• Data rows:
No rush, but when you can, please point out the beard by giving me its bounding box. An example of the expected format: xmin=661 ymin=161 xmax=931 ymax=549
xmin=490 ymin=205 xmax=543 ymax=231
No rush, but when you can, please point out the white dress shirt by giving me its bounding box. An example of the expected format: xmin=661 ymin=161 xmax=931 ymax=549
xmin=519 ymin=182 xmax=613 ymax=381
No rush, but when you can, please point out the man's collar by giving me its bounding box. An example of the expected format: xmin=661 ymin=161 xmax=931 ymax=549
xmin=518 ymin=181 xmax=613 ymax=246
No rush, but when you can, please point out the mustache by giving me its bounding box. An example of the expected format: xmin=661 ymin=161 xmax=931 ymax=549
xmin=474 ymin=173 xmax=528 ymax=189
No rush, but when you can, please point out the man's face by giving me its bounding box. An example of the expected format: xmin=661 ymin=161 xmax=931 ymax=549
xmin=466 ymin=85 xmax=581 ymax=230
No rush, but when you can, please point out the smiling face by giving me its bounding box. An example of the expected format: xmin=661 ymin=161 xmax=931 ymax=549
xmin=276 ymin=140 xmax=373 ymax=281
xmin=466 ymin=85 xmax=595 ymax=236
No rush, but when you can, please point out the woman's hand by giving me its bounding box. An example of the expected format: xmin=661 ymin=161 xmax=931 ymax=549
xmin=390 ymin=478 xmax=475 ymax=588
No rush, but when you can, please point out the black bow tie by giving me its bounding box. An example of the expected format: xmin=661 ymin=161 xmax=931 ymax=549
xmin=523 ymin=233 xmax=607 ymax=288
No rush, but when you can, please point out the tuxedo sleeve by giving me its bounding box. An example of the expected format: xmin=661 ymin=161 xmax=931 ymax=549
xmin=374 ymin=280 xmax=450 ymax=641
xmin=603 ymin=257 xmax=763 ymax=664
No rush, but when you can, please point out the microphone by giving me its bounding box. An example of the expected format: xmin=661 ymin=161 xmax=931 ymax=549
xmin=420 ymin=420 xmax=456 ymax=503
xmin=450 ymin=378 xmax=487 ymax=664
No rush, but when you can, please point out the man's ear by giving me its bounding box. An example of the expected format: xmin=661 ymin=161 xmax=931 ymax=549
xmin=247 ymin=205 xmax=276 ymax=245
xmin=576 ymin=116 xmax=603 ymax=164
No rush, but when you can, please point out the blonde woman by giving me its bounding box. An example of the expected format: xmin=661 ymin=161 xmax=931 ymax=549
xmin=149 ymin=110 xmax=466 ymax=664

• Task: Render every line of the rows above as a JSON list of strings, one string per line, leaving out any blank lines.

• Solution to this problem:
[
  "No rush, but when you can, please point out the beard by giving me its bounding box. An example of the expected format: xmin=661 ymin=161 xmax=931 ymax=549",
  "xmin=490 ymin=205 xmax=543 ymax=231",
  "No rush, but when you can, please point out the white dress shirt by giving me its bounding box. An example of the expected format: xmin=661 ymin=161 xmax=931 ymax=549",
  "xmin=519 ymin=182 xmax=613 ymax=381",
  "No rush, but when you can, please point out the man's collar by giving me its bounding box. An example of the expected format: xmin=661 ymin=161 xmax=931 ymax=549",
  "xmin=518 ymin=181 xmax=613 ymax=246",
  "No rush, but when you can, please point out the mustache by giving me its bounding box. An example of the expected format: xmin=661 ymin=161 xmax=931 ymax=549",
  "xmin=474 ymin=173 xmax=528 ymax=189",
  "No rush, but when you can, please point out the man's face by giving me its bounding box. An example of the expected format: xmin=661 ymin=161 xmax=931 ymax=549",
  "xmin=466 ymin=85 xmax=581 ymax=230",
  "No rush, but when you can, please point out the smiling face by giving me its bounding box. An example of the expected format: xmin=661 ymin=161 xmax=931 ymax=549",
  "xmin=276 ymin=140 xmax=373 ymax=281",
  "xmin=466 ymin=85 xmax=595 ymax=236",
  "No rush, but when you can, please point out the woman's hand by giving me its bounding box. An example of the expected format: xmin=661 ymin=161 xmax=931 ymax=549",
  "xmin=390 ymin=478 xmax=475 ymax=588",
  "No rush, but when you can, please point out the black bow tie by giving me its bounding box. An example of the expected format: xmin=661 ymin=161 xmax=931 ymax=549",
  "xmin=523 ymin=233 xmax=607 ymax=288",
  "No rush, but when you can, please point out the tuxedo sleeve by giving me its bounding box. An example of the expected format: xmin=661 ymin=161 xmax=931 ymax=549",
  "xmin=374 ymin=280 xmax=450 ymax=641",
  "xmin=603 ymin=257 xmax=763 ymax=664",
  "No rush, but when you can, please point out the microphone by giving me its bounding box. An example of the expected format: xmin=661 ymin=161 xmax=931 ymax=549",
  "xmin=420 ymin=420 xmax=456 ymax=503",
  "xmin=450 ymin=378 xmax=487 ymax=664",
  "No rush, but when you can, please point out the man's ear by giving me its bounding box. An example of the expected format: xmin=661 ymin=161 xmax=931 ymax=549",
  "xmin=247 ymin=205 xmax=276 ymax=245",
  "xmin=576 ymin=116 xmax=603 ymax=164",
  "No rush, but when you can, please point out the blonde woman by giving me its bounding box. An example of the expected format: xmin=661 ymin=161 xmax=931 ymax=549",
  "xmin=149 ymin=110 xmax=466 ymax=664"
]